Exercise objective — Continue the abstract on the review of COVID-19 prediction model selection techniques from where it stops.

Text —
● ● ●

70. Jahrestagung der Deutschen Gesellschaft für Medizinische Informatik, Biometrie und Epidemiologie e.V.
70. Jahrestagung der Deutschen Gesellschaft für Medizinische Informatik, Biometrie und Epidemiologie e.V.
A systematic review of statistical model selection techniques used to predict COVID-19 health outcomes
2Medical University of Vienna, Center for Medical Data Science, Institute of Clinical Biometrics, Vienna, Austria
3Medical University of Vienna, Department of Medicine III, Division of Nephrology and Dialysis, Vienna, Austria
4Malawi Liverpool Wellcome Research Programme, Blantyre, Blantyre, Malawi
5Department of Clinical Sciences, Liverpool School of Tropical Medicine, Liverpool, United Kingdom
Text
Background: Following the outbreak of the Covid-19 pandemic, the scientific community rapidly developed models to predict health outcomes. The Strengthening Analytical Thinking for Observational Studies (STRATOS) initiative's Topic Group 2 (TG2) ‘selection of variables and functional forms in multivariable analysis’ has initiated a review of the variable and functional form selection techniques used in these publications. It builds on an existing work by Wynants et al. [1] but focuses on selection approaches. TG2 members hypothesised that, during the health crisis, researchers relied on methods that they considered trustworthy and robust. Therefore, these models provide a valuable opportunity to examine which methods are currently used to select variables and functional forms.
Method: A detailed study protocol was developed, including information on the objectives, eligibility criteria, the procedure for identifying a paper's primary model, and an overview of the data extraction process. On this basis, a structured questionnaire was designed to collect detailed information about the modelling strategy and its suitability confirmed by a pilot study. Both documents were approved by TG2 members and registered at the Open Science Framework (https://osf.io/2afuz/) prior to the review process. Articles that had been systematically identified by Wynants et al. [1] were re-reviewed by 20 independent statistical reviewers. Two reviewers extracted data from each article and resolved discrepancies by consensus. The main interest was in the modelling steps involved in selecting variables, interactions, and functional forms, but descriptive statistics, reported model features, and implementation details were also extracted.

● ● ●

Extracted records —
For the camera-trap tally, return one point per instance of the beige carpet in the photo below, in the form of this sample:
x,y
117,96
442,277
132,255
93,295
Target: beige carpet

● ● ●

Exercise response —
Results: Data from 181 regression-based prediction models covering linear, logistic, and time-to-event models were extracted. Considerable variability in model selection approaches was observed, with researchers often combining multiple statistical methods. Unidimensional approaches were frequently combined with multidimensional techniques without clear rationale. Variable selection during multivariable outcome modelling was commonly performed using p-values, backward elimination, or the Least Absolute Shrinkage and Selection Operator (LASSO). Interaction effects and non-linear relationships were rarely considered. If done, splines or multivariable fractional polynomials were used for the latter. Confidence intervals for model coefficients were given in many papers, but the additional uncertainty introduced by model selection was generally ignored. Information on descriptive statistics was generally adequate, while information on statistical modelling required to replicate the results was regularly insufficient. Analysis code that could clarify these aspects was almost never provided. Notably, the limited existing best practice recommendations for modelling were rarely referenced.
Discussion: The review shows a broad reliance on ad-hoc modeling strategies combining relatively simple but commonly used modelling strategies, with sub-optimal properties. This underlines the need for efforts to raise awareness of recommended modelling strategies and the importance of increased training with tutorials and examples. To improve reproducibility, a stronger emphasis on sharing of analysis code could be beneficial. Journals could play a crucial role in these aspects by promoting adherence to reporting guidelines.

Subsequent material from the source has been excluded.